— BEGIN —

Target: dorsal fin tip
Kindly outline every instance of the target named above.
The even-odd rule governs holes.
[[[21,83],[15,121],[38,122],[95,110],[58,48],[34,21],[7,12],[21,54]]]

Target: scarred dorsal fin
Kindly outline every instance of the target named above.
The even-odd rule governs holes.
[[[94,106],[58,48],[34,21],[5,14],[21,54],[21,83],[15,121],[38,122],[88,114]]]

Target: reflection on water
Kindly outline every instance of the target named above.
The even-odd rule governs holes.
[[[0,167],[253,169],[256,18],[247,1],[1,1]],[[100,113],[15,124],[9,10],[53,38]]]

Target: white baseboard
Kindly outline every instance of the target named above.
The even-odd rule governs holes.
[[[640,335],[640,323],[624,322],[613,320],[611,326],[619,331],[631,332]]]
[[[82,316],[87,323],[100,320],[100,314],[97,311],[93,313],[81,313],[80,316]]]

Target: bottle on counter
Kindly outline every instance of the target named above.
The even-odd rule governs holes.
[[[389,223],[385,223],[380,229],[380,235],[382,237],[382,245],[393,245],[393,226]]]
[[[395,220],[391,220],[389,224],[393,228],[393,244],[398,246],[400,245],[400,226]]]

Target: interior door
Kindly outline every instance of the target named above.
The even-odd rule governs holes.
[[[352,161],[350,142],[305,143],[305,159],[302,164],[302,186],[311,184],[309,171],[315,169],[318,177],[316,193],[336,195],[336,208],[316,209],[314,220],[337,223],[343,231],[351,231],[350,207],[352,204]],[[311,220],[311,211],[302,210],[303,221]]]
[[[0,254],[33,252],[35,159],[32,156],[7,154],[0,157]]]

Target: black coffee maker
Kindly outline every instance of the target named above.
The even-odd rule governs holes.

— END —

■ **Exercise**
Reproduce the entire listing above word for word, keeping every line unchanged.

■ **Result**
Target: dorsal fin tip
Kindly outline every instance of the target named above.
The even-odd rule governs holes.
[[[21,83],[15,121],[38,122],[95,110],[58,48],[34,21],[7,12],[21,54]]]

Target: scarred dorsal fin
Kindly outline every instance of the target named above.
The even-odd rule governs holes.
[[[94,106],[58,48],[34,21],[5,14],[21,54],[21,83],[15,121],[38,122],[88,114]]]

Target: reflection on water
Kindly outline every instance of the target named above.
The even-odd rule governs holes.
[[[0,167],[253,169],[256,18],[247,1],[1,1]],[[100,113],[15,124],[9,10],[53,38]]]

Target: white baseboard
Kindly outline every instance of the target named above.
The even-odd rule governs holes.
[[[640,335],[640,323],[624,322],[613,320],[611,326],[619,331],[631,332]]]
[[[82,316],[87,323],[100,320],[100,314],[97,311],[93,313],[81,313],[80,316]]]

Target: bottle on counter
Kindly outline every instance of the target named above.
The even-odd rule governs holes.
[[[389,223],[385,223],[380,229],[380,235],[382,237],[382,245],[393,245],[393,226]]]
[[[395,220],[391,220],[389,224],[393,228],[393,244],[398,246],[400,245],[400,226]]]

Target: interior door
Kindly outline every instance of the target named above.
The even-odd rule governs holes.
[[[352,161],[350,142],[305,143],[305,159],[302,164],[302,186],[311,184],[309,171],[315,169],[318,177],[316,193],[336,195],[336,208],[316,209],[314,220],[337,223],[343,231],[351,231],[350,207],[352,204]],[[311,220],[311,211],[302,210],[303,221]]]
[[[0,254],[33,252],[35,159],[32,156],[7,154],[0,157]]]

Target: black coffee maker
Kindly outline every instance of the target named above.
The even-odd rule governs holes.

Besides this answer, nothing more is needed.